■ **待解問題**
在關於東北亞海上安全的文本中,東北亞海上安全合作目前陷入了哪三重困境?

***** 擷取文本

東北亞安全問題的核心是海上安全問題。影響東北亞安全因素主要有六個方面:大規模殺傷性武器和彈道導彈的擴散、朝鮮半島存在的冷戰對峙結構、某些國家快速膨脹的軍事力量、島嶼主權爭端的存在、海洋權益爭端的存在、國際化和組織化海上非法活動(如走私、販毒及非法移民)。第一個因素主要依賴于東北亞海上通道而起作用;第二個因素確保海上軍事優勢(如保護海上交通線、海上封鎖以及搶灘登陸等)對解決朝鮮半島問題至關重要;第三個因素某些國家軍事力量的膨脹主要體現在海軍力量的現代化發展;第四到第六個因素直接與海上安全因素密切相關。一句話,海上安全問題正成為東北亞地區安全的關鍵問題。[4](P162-163)單憑一國之力實難消除影響東北亞安全的海洋因素,合作是首選之策。 所以,海上安全合作應該成為東北亞地區安全的基石。[5](P309)在冷戰后遺癥、國家因經濟發展而對海洋的高度依賴及海上突發事件的綜合作用下,[6](P54-55)東北亞海上安全問題深刻影響了東北亞區域合作進程。目前,東北亞海上安全合作陷入了結構、功能與進程的三重困境。

**********
***** 資料摘錄

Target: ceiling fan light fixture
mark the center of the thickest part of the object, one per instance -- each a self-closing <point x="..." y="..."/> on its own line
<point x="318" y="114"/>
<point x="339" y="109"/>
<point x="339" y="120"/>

**********

■ **任務答案**
結構、功能與進程的三重困境。